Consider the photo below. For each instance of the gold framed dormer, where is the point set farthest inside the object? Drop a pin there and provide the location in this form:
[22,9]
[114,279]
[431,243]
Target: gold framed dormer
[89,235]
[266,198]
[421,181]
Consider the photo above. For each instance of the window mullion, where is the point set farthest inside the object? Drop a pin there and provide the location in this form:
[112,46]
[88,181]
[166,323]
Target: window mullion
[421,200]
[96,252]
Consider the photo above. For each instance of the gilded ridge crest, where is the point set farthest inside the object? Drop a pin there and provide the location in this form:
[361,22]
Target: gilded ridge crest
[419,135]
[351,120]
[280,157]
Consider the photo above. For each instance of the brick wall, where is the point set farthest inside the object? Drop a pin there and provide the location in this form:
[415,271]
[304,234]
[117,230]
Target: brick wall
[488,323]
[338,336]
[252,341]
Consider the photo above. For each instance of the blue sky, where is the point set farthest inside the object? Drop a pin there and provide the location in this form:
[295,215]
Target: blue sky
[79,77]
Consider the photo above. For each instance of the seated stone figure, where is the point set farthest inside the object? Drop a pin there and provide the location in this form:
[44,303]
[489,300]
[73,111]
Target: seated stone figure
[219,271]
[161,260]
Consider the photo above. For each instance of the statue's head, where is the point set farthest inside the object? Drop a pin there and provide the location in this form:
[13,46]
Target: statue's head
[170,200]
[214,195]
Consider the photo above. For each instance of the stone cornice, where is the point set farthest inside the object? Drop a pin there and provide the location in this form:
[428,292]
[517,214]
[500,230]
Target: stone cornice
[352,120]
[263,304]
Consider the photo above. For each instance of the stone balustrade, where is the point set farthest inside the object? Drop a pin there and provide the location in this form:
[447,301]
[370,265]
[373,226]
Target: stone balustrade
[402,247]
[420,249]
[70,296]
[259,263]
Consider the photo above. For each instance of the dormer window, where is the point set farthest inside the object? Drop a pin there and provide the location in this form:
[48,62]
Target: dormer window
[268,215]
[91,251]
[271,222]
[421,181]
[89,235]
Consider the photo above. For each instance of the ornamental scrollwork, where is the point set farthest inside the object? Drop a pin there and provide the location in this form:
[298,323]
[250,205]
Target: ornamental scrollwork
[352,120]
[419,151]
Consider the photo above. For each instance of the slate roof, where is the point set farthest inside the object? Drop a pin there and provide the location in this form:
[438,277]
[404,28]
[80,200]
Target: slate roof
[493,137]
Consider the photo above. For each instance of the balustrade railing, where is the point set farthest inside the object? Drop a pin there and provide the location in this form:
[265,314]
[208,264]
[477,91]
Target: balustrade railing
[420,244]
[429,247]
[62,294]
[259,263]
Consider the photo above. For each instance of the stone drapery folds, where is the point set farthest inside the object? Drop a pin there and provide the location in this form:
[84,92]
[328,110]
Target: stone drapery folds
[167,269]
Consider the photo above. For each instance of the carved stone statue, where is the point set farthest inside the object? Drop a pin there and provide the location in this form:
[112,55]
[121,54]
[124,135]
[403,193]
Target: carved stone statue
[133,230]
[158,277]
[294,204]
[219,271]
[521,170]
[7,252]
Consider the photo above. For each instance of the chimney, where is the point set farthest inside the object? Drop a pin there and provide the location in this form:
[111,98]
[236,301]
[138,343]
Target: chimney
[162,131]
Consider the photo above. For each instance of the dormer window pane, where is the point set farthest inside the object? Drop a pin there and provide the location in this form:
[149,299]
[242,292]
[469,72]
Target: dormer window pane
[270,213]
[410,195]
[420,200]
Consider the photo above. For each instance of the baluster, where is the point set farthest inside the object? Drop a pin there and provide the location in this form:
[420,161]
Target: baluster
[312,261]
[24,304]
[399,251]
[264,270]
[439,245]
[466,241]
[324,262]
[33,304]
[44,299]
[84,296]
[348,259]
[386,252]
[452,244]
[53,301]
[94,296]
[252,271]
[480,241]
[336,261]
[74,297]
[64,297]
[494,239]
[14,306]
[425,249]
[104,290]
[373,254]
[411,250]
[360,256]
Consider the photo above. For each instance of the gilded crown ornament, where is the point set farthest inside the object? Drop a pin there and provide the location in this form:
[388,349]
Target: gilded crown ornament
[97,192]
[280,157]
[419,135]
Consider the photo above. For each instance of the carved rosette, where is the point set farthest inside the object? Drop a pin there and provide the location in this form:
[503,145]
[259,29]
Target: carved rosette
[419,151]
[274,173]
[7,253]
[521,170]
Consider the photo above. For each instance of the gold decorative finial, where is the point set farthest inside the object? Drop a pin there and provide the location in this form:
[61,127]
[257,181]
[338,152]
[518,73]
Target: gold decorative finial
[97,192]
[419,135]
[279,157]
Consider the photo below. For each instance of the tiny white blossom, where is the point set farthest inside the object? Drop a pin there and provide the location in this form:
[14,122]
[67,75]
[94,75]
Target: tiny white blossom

..............................

Reproduce every record above exactly as it appears.

Consider the photo below. For each instance of the gold framed dormer, where is the point set farthest inside the object? Drop a pin there and provide the location in this form:
[22,9]
[114,279]
[431,243]
Target: gold framed dormer
[89,235]
[266,198]
[421,181]
Consider the photo above. For each instance of the window mullion, where is the point set farthest inside the object? Drop a pin there and provide the location in this form:
[112,46]
[88,181]
[166,323]
Target: window mullion
[421,200]
[96,252]
Consider the photo above. For each instance of the gilded ridge crest, where is the point set farthest inside the object? Drop a pin there and provide the location in this form:
[361,22]
Target: gilded ridge crest
[419,135]
[351,120]
[280,157]
Consider the photo above. For each instance of the brick wall, where is the point set farthest inside the object? Drop a pin there and provide the location in this form:
[415,271]
[304,234]
[117,230]
Target: brick wall
[488,323]
[338,336]
[252,341]
Consider the photo above. For each instance of the blue sky, where is the point set farthest inside the object? Drop a pin there and provide the location in this form:
[295,215]
Target: blue sky
[79,77]
Consider the photo above. For each instance of the seated stone figure, where is the point set farthest inside the object? Drop a pin there and provide the location in this form:
[44,303]
[489,300]
[73,111]
Target: seated stone figure
[219,271]
[161,260]
Consider the photo above. For each instance of the statue's head, where is the point set farthest inside the object? Drop a pin there and provide the location in this form:
[13,46]
Target: statue's head
[170,200]
[214,195]
Consider the photo above. For each instance of the stone cornice, where is the point set farthest inside the object? Drop a pin there and provide the location in this form:
[428,292]
[517,214]
[500,230]
Target: stone cornice
[352,120]
[263,304]
Consider the photo above. For each instance of the stone balustrade, where is the point set farthest inside the object? Drop a pin there and provide the location in this form:
[447,301]
[370,265]
[373,226]
Target: stone balustrade
[402,247]
[420,249]
[70,296]
[259,263]
Consider the photo above. For each instance of the dormer window, where is the point set farthest inside the object? Drop a pin there and provide the location in this form:
[48,62]
Target: dormer window
[268,215]
[91,251]
[271,222]
[421,181]
[89,235]
Consider the photo above. For each instance of the ornamental scrollwork, where is the point set farthest inside the object? Drop a pin there and provide the location in this form:
[298,323]
[250,205]
Target: ornamental scrollwork
[352,120]
[419,151]
Consider the photo above. For each instance of the slate roof, where is the point set farthest inside the object? Drop a pin there and provide the location in this form:
[438,277]
[404,28]
[80,200]
Target: slate roof
[493,137]
Consider the photo above. For each instance of the balustrade railing, where is the point set farthest inside the object? Drop a pin there and provide the location in this form:
[265,314]
[208,264]
[477,91]
Target: balustrade railing
[420,244]
[429,247]
[62,294]
[259,263]
Consider the photo above. For each instance of the stone drapery folds, where is the point set farthest inside the object? Drop a pin there and provide the location in this form:
[84,92]
[328,110]
Target: stone drapery folds
[167,269]
Consider the photo above. For each instance of the carved stone statue, where is the point set farthest inside the object? Drop a pin there and provide the location in this form:
[112,55]
[121,54]
[124,135]
[403,193]
Target: carved stone statue
[133,230]
[158,277]
[294,204]
[219,271]
[521,170]
[7,252]
Consider the photo above. For each instance of the chimney, where is the point set farthest inside the object? Drop a pin there and provide the location in this form:
[111,98]
[236,301]
[138,343]
Target: chimney
[162,131]
Consider the photo above. For each instance of the dormer window pane, where is the point set farthest inside the object? Drop a pin there and provide the location in this form:
[149,299]
[242,292]
[469,72]
Target: dormer window pane
[270,213]
[410,195]
[420,200]
Consider the photo above. For each instance of the baluster, where is the point set farthest inside the object? Drop a pin there and provide the location in this form:
[420,161]
Target: baluster
[312,261]
[24,304]
[399,251]
[264,270]
[439,245]
[466,241]
[324,262]
[33,304]
[44,299]
[84,296]
[348,259]
[386,252]
[452,244]
[53,301]
[94,296]
[252,271]
[480,241]
[336,261]
[74,297]
[64,297]
[494,239]
[14,306]
[425,249]
[104,290]
[373,254]
[411,250]
[360,256]
Consider the photo above. For each instance of the gilded crown ornament, where is the point set farthest inside the object? Drop a pin there and provide the location in this form:
[388,349]
Target: gilded crown ornament
[97,192]
[280,157]
[419,135]
Consider the photo above. For each instance of the carved rosette, where is the point set farthest inside the object? Drop a pin there and provide the location in this form:
[503,145]
[259,29]
Target: carved rosette
[419,151]
[274,173]
[7,253]
[521,170]
Consider the photo above. For each instance of the gold decorative finial, where is the point set farthest inside the object? Drop a pin there and provide the location in this form:
[61,127]
[257,181]
[338,152]
[518,73]
Target: gold decorative finial
[97,192]
[419,135]
[279,157]
Consider the photo below. For each instance of the tiny white blossom, where is the point set farthest inside the object? Drop a pin there and provide the location in this form:
[14,122]
[67,75]
[94,75]
Target: tiny white blossom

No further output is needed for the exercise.